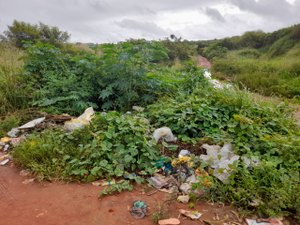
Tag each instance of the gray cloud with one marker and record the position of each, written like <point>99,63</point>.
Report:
<point>214,14</point>
<point>117,20</point>
<point>145,27</point>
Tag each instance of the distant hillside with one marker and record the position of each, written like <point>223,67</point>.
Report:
<point>268,63</point>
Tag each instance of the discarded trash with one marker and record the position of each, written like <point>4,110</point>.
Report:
<point>28,181</point>
<point>4,162</point>
<point>24,173</point>
<point>164,133</point>
<point>139,209</point>
<point>32,123</point>
<point>138,108</point>
<point>158,181</point>
<point>13,132</point>
<point>81,121</point>
<point>250,162</point>
<point>194,215</point>
<point>58,118</point>
<point>183,152</point>
<point>6,148</point>
<point>269,221</point>
<point>220,159</point>
<point>5,139</point>
<point>170,221</point>
<point>183,199</point>
<point>16,141</point>
<point>185,188</point>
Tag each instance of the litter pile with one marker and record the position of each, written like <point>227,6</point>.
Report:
<point>216,84</point>
<point>16,135</point>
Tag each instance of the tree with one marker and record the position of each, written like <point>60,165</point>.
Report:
<point>20,32</point>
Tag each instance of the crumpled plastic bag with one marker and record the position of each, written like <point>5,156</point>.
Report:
<point>220,159</point>
<point>80,121</point>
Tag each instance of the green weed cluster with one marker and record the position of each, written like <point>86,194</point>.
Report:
<point>114,144</point>
<point>255,128</point>
<point>13,94</point>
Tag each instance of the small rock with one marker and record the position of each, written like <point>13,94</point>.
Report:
<point>170,221</point>
<point>183,199</point>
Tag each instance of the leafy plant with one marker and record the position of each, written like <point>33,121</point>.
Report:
<point>113,145</point>
<point>123,185</point>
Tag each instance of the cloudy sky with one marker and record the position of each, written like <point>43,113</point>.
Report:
<point>117,20</point>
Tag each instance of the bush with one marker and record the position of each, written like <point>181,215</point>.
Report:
<point>255,128</point>
<point>13,92</point>
<point>112,146</point>
<point>20,32</point>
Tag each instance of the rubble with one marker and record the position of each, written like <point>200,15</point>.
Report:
<point>183,199</point>
<point>139,209</point>
<point>170,221</point>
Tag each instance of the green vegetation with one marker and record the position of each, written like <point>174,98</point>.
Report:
<point>255,128</point>
<point>267,63</point>
<point>20,32</point>
<point>160,75</point>
<point>113,145</point>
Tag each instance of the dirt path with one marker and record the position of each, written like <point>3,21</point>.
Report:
<point>203,62</point>
<point>75,204</point>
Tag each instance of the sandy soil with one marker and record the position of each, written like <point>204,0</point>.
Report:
<point>75,204</point>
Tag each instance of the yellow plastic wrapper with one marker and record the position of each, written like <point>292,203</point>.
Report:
<point>5,139</point>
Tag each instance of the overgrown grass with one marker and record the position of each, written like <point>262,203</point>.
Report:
<point>277,76</point>
<point>255,128</point>
<point>13,94</point>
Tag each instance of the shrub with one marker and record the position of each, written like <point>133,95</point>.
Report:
<point>112,146</point>
<point>20,32</point>
<point>13,92</point>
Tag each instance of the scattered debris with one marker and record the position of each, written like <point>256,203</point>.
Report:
<point>5,139</point>
<point>139,209</point>
<point>158,181</point>
<point>183,152</point>
<point>185,188</point>
<point>138,108</point>
<point>220,159</point>
<point>25,173</point>
<point>81,121</point>
<point>250,162</point>
<point>28,181</point>
<point>104,182</point>
<point>170,221</point>
<point>269,221</point>
<point>58,118</point>
<point>164,133</point>
<point>194,215</point>
<point>13,132</point>
<point>32,123</point>
<point>216,84</point>
<point>183,199</point>
<point>4,162</point>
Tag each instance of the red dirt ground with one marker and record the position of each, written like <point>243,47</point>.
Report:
<point>203,62</point>
<point>75,204</point>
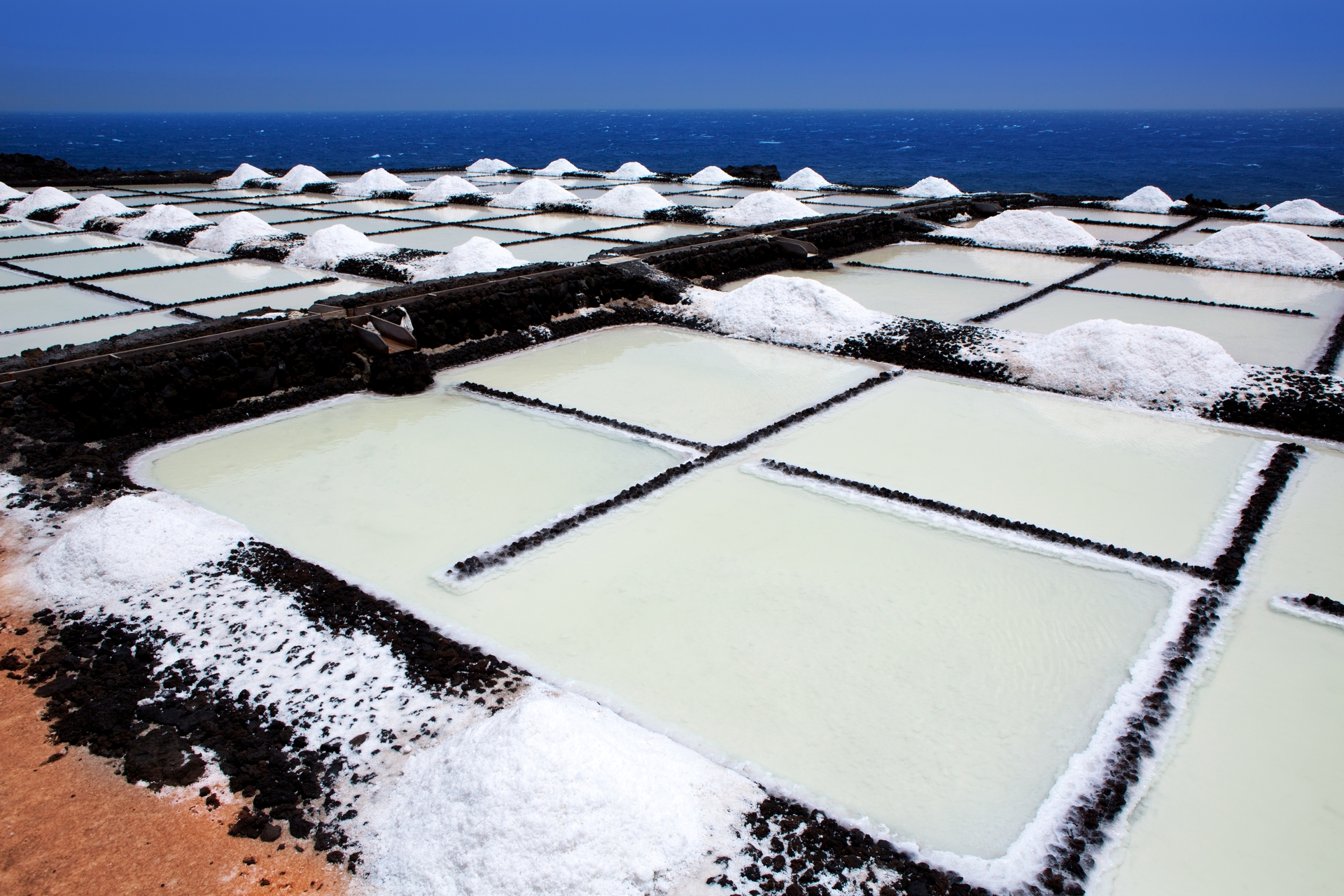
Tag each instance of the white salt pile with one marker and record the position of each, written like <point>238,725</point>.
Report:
<point>1303,211</point>
<point>97,206</point>
<point>558,168</point>
<point>374,182</point>
<point>629,171</point>
<point>711,175</point>
<point>332,245</point>
<point>1027,230</point>
<point>534,192</point>
<point>300,176</point>
<point>163,219</point>
<point>488,167</point>
<point>444,188</point>
<point>932,188</point>
<point>1265,248</point>
<point>793,311</point>
<point>41,199</point>
<point>1149,199</point>
<point>232,232</point>
<point>629,200</point>
<point>553,794</point>
<point>1161,365</point>
<point>804,179</point>
<point>473,257</point>
<point>762,209</point>
<point>241,176</point>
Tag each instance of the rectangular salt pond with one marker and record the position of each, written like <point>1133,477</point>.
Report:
<point>1250,798</point>
<point>85,331</point>
<point>1138,480</point>
<point>933,681</point>
<point>58,244</point>
<point>43,305</point>
<point>1252,337</point>
<point>93,264</point>
<point>909,295</point>
<point>694,386</point>
<point>171,288</point>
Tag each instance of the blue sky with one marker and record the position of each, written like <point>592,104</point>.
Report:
<point>691,54</point>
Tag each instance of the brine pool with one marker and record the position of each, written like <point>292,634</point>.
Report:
<point>913,671</point>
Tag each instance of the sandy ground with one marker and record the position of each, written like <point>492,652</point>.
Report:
<point>70,825</point>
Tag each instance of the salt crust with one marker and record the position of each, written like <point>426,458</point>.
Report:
<point>1303,211</point>
<point>160,218</point>
<point>332,245</point>
<point>299,176</point>
<point>97,206</point>
<point>762,209</point>
<point>792,311</point>
<point>39,199</point>
<point>711,175</point>
<point>932,188</point>
<point>232,232</point>
<point>476,255</point>
<point>1264,248</point>
<point>374,182</point>
<point>1026,230</point>
<point>533,192</point>
<point>444,188</point>
<point>804,179</point>
<point>241,176</point>
<point>1148,199</point>
<point>488,167</point>
<point>629,200</point>
<point>629,171</point>
<point>558,168</point>
<point>1110,359</point>
<point>553,796</point>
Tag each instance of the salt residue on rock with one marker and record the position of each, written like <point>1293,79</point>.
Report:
<point>332,245</point>
<point>629,171</point>
<point>374,182</point>
<point>932,188</point>
<point>553,794</point>
<point>1028,230</point>
<point>558,168</point>
<point>762,209</point>
<point>793,311</point>
<point>804,179</point>
<point>534,192</point>
<point>629,200</point>
<point>1154,365</point>
<point>300,176</point>
<point>1149,199</point>
<point>232,232</point>
<point>1265,248</point>
<point>160,219</point>
<point>473,257</point>
<point>488,167</point>
<point>241,176</point>
<point>1303,211</point>
<point>711,175</point>
<point>39,199</point>
<point>444,188</point>
<point>97,206</point>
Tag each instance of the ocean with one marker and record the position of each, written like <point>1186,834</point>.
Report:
<point>1237,156</point>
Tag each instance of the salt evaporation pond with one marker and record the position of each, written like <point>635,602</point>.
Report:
<point>932,680</point>
<point>1249,799</point>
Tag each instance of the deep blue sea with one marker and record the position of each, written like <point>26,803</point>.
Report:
<point>1237,156</point>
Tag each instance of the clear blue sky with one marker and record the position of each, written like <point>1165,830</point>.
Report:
<point>691,54</point>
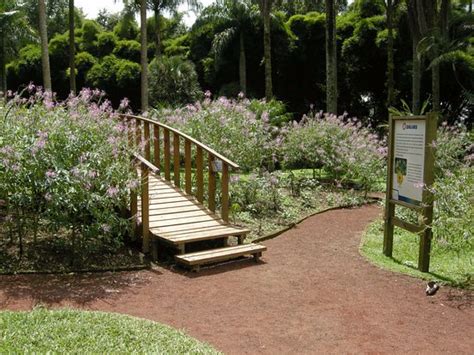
------
Exercise instructions
Write out exactly the lines above, from the very first through the line containing "Tag each instance of the green weed", both kept, with the pictures removed.

Exercise solution
Tag each instance of the gray cloud with one marker and record the position of each, written like <point>99,63</point>.
Report:
<point>214,14</point>
<point>117,20</point>
<point>145,27</point>
Tag each instance of the distant hillside with one marker and record the position of each, written like <point>223,67</point>.
Report:
<point>268,63</point>
Tag each instance of the discarded trash with one marker and record the position of each, written like <point>4,110</point>.
Report:
<point>28,181</point>
<point>4,162</point>
<point>24,173</point>
<point>164,133</point>
<point>139,209</point>
<point>32,123</point>
<point>138,108</point>
<point>158,181</point>
<point>13,132</point>
<point>81,121</point>
<point>250,162</point>
<point>194,215</point>
<point>58,118</point>
<point>183,152</point>
<point>6,148</point>
<point>269,221</point>
<point>220,159</point>
<point>5,139</point>
<point>170,221</point>
<point>183,199</point>
<point>16,141</point>
<point>185,188</point>
Tag each instance of the litter pile with one marker and record the position of each, written like <point>227,6</point>.
Report:
<point>216,84</point>
<point>16,135</point>
Tag each instance of the tree with one marker and record the position of each, written like <point>60,165</point>.
Report:
<point>20,32</point>
Tag each instance of the crumpled plastic bag with one marker and record the position of each, written like <point>5,156</point>.
Report:
<point>220,159</point>
<point>80,121</point>
Tag each instance of the green weed cluster with one marker and record the position of each, written like <point>86,194</point>.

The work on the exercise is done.